** Begin Selection **
On October 5, 2010, the Company acquired PHH Preferred Mortgage, a mortgage broker in the residential market. The entity was acquired from Coldwell Banker Preferred, an unrelated third party, and PHH Broker Partner Corporation, a subsidiary of PHH Mortgage. The Company paid $2.3 million associated with the acquisition, with $1.9 million paid to Coldwell Banker Preferred and $0.4 million paid to PHH Broker Partner.
Agreement with PHH Corporation
The Company has entered into a Subordinated Intercompany Line of Credit agreement with PHH Corporation with $100 million capacity. This indebtedness is unsecured and is subordinate to the asset-backed debt facilities. The Company and PHH entered into the subordinated financing to increase the Company’s borrowing capacity to fund MLHS and support the tangible net worth requirements of the asset-backed debt facilities.
As of December 31, 2010, the Company has no debt outstanding, and $0.5 million of interest payable under the Subordinated Intercompany Line of Credit.

10

PHH HOME LOANS, L.L.C. AND SUBSIDIARIES
NOTES TO CONSOLIDATED FINANCIAL STATEMENTS
EXHIBIT 99.1

Agreements with PHH Mortgage
Management Services Agreement
The Company has entered into a Management Services Agreement with PHH Mortgage, whereby PHH Mortgage provides the Company with the following types of services:
Seasonal staffing services
Product support services
General and administrative services
IT administrative services
The Company receives the benefit of these services from PHH Mortgage. During the years ended December 31, 2010 and 2009, the expense for these services was $37.4 million and $40.9 million as recorded in Allocated expenses in the Consolidated Statement of Operations.
Loan Purchase Agreement
The Company has entered into a loan purchase agreement with PHH Mortgage, whereby it has committed to sell or broker, and PHH Mortgage has committed to purchase or fund, certain loans originated. This agreement represents a best efforts commitment to the Company, whereby the ultimate price paid by PHH Mortgage for the loan is determined at the time the Company issues the commitment to the borrower. This agreement had the following impact on the financial position and results of operation or cash flows:
During 2010 and 2009, the Company sold or brokered $7.9 billion and $11.1 billion, respectively, of mortgage loans to PHH Mortgage.
For the years ended December 31, 2010 and 2009, $28.7 million and $67.3 million, respectively, of broker fees were recognized within Fee income in the Consolidated Statement of Operations.
Gains of $77.1 million and $92.1 million were recognized for the years ended December 31, 2010 and 2009 respectively, within Gain on mortgage loans, net in the Consolidated Statements of Operations.
As of December 31, 2010, the Company had outstanding commitments with PHH Mortgage to sell or broker loans totaling $642 million.
** End Selection **
** Begin Supplied entries **
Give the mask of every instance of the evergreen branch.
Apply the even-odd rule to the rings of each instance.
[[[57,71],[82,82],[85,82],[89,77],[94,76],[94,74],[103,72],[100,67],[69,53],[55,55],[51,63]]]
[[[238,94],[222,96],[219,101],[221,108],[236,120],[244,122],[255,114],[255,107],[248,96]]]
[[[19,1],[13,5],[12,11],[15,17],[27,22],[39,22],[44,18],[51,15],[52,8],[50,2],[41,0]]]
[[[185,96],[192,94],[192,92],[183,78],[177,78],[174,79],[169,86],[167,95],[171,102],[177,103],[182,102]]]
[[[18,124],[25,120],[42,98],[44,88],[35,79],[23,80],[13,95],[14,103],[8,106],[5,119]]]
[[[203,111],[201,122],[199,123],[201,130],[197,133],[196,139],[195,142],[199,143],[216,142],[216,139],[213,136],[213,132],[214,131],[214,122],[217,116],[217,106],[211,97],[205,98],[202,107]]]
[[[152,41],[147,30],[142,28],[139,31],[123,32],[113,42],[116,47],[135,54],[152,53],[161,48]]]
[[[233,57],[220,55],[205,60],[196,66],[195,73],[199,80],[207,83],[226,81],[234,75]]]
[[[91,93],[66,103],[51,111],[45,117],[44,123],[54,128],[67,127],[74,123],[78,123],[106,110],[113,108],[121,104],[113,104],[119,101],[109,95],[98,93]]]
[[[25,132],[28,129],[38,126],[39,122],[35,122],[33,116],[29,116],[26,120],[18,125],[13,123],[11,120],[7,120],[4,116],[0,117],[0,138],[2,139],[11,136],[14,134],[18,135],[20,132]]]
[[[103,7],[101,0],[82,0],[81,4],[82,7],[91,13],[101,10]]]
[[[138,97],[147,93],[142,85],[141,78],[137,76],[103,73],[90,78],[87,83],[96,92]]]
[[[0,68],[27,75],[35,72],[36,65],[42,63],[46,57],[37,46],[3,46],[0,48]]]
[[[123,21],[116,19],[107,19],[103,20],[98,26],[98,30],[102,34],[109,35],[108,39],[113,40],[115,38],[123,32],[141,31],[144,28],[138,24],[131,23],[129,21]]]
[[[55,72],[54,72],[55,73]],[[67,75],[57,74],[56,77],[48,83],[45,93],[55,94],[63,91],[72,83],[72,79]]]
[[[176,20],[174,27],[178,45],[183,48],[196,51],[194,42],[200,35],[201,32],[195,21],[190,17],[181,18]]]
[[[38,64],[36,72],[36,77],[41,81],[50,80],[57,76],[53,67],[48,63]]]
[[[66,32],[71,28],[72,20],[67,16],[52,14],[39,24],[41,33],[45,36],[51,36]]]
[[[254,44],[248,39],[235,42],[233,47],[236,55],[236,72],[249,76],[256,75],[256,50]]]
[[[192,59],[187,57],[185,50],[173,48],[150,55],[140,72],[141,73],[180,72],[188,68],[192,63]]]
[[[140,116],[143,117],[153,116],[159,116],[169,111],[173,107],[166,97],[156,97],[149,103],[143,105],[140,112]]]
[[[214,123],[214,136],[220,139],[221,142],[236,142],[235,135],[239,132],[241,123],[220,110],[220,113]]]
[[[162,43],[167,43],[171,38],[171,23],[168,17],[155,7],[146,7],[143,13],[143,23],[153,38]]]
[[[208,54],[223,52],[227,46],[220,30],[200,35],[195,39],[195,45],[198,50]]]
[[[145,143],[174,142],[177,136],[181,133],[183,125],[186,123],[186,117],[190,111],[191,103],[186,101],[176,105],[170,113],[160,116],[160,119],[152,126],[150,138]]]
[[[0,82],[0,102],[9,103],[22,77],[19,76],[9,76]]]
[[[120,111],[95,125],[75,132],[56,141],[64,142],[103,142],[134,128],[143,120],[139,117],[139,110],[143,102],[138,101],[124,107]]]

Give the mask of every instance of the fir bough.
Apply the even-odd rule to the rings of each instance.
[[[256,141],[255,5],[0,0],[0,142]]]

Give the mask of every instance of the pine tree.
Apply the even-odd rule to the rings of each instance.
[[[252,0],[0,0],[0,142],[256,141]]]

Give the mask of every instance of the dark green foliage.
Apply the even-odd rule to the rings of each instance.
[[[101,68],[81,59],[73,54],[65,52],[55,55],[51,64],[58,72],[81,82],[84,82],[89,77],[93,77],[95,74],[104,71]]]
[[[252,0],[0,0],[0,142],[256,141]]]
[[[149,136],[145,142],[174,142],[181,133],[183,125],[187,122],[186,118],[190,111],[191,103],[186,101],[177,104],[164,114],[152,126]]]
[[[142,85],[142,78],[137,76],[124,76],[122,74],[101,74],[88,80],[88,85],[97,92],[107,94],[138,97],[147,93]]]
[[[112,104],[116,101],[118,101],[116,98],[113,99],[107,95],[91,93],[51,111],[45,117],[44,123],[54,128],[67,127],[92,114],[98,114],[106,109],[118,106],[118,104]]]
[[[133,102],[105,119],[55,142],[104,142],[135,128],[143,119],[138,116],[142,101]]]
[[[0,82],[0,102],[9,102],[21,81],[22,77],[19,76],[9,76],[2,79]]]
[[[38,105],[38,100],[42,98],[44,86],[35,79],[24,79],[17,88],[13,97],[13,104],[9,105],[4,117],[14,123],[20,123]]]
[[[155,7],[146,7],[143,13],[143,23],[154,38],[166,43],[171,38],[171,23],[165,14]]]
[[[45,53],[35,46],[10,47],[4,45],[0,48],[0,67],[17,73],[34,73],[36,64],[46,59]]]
** End Supplied entries **
Challenges =
a) From the PHH Home Loans notes, reproduce everything from "Gains of $77.1" down to "totaling $642 million.", replacing "outstanding commitments" with "open commitments".
b) According to the PHH Home Loans notes, what is the capacity of the Subordinated Intercompany Line of Credit agreement with PHH Corporation?
c) Translate this sentence from the PHH Home Loans notes into French: "This indebtedness is unsecured and is subordinate to the asset-backed debt facilities."
Rely solely on the PHH Home Loans notes in responding, not on the data.

Answers to each task =
a)
Gains of $77.1 million and $92.1 million were recognized for the years ended December 31, 2010 and 2009 respectively, within Gain on mortgage loans, net in the Consolidated Statements of Operations.
As of December 31, 2010, the Company had open commitments with PHH Mortgage to sell or broker loans totaling $642 million.

b) $100 million.

c) Cet endettement n'est pas garanti et est subordonné aux facilités de crédit adossées à des actifs.